PROVIDED PASSAGE.

The Uncertainty Problem Leaders Won't Admit
Most leadership frameworks are built around the premise that good leaders reduce uncertainty. They forecast, they plan, they communicate confidence. Simone Stolzoff's new book, *How to Not Know: The Value of Uncertainty in a World That Demands Answers*, challenges that premise directly — and the evidence he marshals is harder to dismiss than the usual business-book fare.
Stolzoff is a journalist whose work has appeared in *The New York Times* and *The Atlantic*. His argument isn't that uncertainty is fine. It's that the instinct to eliminate it is both biologically understandable and operationally counterproductive.
Why the Brain Is a Bad Uncertainty Manager
Researchers at University College London ran a study in which one group of participants had a 50% chance of receiving a painful electric shock, and another group had a 100% certainty of receiving one. The certain group was less stressed. The ambiguity itself — not the outcome — was the primary driver of distress.
A separate body of research found that professional uncertainty produces health effects comparable to actually losing a job. These aren't soft findings. They have direct implications for how organizations communicate during restructuring, strategic pivots, or leadership transitions — moments when executives often default to vague reassurance rather than honest framing.
Anchors, Not Answers
Stolzoff's most operationally useful concept is what he calls anchors: the fixed commitments that allow an organization to move through uncertainty without requiring certainty first.
The Airbnb case is instructive. When the pandemic eliminated roughly 80% of the company's business, CEO Brian Chesky didn't build a new forecast. He wrote six principles — including "be decisive," "preserve cash," and "be the hero, not the villain" — and used them as the decision framework for the crisis period. "A principle decision is irrespective of the outcome," Chesky said. That's a meaningful distinction for any operator facing a situation where the outcome genuinely cannot be known.
Sequencing as a Crisis Tool
Stolzoff profiles a crisis management consultant named Meredith who works with organizations after serious incidents. Her method is low-tech and high-leverage: she rolls out butcher paper, lists every outstanding task, and forces the executive team to sequence rather than swarm. The act of externalizing the unknown — moving it from anxious mental loops onto a physical surface — converts paralysis into prioritization.

EXERCISE REQUIREMENTS.
1. In the piece on leadership and uncertainty, which group in the University College London study was less stressed?
2. Carry the piece on leadership and uncertainty forward from its final paragraph, keeping its tone and style.

INFORMATION SHOWN.
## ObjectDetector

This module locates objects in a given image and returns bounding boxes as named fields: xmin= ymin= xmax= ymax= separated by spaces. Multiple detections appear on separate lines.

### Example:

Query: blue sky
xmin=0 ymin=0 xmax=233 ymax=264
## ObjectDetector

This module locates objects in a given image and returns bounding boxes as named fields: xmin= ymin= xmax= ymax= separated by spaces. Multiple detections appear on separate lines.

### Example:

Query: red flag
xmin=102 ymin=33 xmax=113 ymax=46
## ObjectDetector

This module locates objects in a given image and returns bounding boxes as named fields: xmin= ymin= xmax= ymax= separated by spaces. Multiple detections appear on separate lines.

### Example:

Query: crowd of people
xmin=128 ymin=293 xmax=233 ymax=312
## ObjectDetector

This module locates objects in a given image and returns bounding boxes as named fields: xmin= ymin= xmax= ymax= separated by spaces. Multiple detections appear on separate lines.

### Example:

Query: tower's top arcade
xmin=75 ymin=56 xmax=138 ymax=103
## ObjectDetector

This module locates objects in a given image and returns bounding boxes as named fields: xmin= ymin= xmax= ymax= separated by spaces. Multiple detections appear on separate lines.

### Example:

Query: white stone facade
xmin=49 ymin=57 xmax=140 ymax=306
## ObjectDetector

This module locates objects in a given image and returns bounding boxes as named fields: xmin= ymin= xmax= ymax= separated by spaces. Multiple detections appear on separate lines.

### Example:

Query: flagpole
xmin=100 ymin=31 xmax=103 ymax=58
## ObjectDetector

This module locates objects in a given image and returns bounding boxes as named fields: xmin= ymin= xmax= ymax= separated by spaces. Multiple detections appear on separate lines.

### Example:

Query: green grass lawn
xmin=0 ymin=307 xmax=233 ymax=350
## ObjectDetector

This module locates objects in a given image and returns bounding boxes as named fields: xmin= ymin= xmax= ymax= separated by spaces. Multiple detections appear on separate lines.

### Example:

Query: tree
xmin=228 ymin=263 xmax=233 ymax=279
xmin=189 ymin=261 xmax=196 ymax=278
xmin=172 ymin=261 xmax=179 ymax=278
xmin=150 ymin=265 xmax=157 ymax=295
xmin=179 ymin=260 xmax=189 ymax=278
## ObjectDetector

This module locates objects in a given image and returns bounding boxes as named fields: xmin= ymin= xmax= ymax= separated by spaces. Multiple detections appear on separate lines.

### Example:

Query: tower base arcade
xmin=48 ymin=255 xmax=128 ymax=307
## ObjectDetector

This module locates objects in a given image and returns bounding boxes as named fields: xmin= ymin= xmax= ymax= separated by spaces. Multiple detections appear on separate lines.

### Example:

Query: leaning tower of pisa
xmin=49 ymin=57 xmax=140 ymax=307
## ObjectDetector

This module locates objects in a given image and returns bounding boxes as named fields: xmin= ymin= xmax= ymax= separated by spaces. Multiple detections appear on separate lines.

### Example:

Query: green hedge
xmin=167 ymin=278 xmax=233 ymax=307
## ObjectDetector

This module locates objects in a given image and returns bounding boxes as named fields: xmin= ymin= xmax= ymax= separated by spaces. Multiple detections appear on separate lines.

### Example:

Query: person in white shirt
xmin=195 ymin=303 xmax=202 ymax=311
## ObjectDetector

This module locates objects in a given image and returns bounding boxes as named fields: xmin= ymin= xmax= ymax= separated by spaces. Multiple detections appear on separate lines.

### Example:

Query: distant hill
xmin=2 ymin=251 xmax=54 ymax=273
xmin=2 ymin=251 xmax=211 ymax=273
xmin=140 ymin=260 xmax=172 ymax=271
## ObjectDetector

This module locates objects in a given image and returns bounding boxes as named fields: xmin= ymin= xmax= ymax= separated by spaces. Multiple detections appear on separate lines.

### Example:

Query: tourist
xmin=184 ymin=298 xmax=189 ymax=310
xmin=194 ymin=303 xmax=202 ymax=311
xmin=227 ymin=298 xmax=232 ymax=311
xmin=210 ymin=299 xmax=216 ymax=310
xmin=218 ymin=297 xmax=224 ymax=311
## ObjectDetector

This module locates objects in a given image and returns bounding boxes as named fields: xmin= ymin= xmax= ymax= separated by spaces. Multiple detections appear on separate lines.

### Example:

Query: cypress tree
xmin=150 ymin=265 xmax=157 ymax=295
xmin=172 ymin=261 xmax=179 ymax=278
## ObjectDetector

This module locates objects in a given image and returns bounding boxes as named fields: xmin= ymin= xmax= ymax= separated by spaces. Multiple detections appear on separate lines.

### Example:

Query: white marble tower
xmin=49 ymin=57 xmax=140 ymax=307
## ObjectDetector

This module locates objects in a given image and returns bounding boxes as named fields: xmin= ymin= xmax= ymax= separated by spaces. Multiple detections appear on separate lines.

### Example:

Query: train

ANSWERS BY ITEM.
1. The group with a 100% certainty of receiving a painful electric shock.

2.
This is what Stolzoff calls "the next right action," a concept borrowed from Buddhist practice. The operational logic is sound: when the full picture is unavailable, the question isn't *what's the plan* but *what's the next move*.
The Slack Case Study
The book's most striking example is Stuart Butterfield's decision to shut down Glitch, a gaming startup that had raised $17 million, attracted international press coverage, and built tens of thousands of active users — and then pivot to an internal collaboration tool the team had built for themselves. That tool became Slack. Salesforce acquired it for nearly $27 billion.
Butterfield's own account is notable for its honesty: "We discovered our product and opportunity, rather than planning for it." That's not a story about visionary foresight. It's a story about staying operational under uncertainty long enough for the real opportunity to become visible.
What This Means for Leadership Practice
Stolzoff's framework won't satisfy executives who want a prediction model. But it offers something more durable: a set of practices — written principles, externalized task lists, sequenced action, reframed threat perception — that hold up precisely when prediction fails.
The leaders who navigate uncertainty best, the evidence suggests, aren't the ones who project the most confidence. They're the ones who've built the clearest internal architecture for moving without it.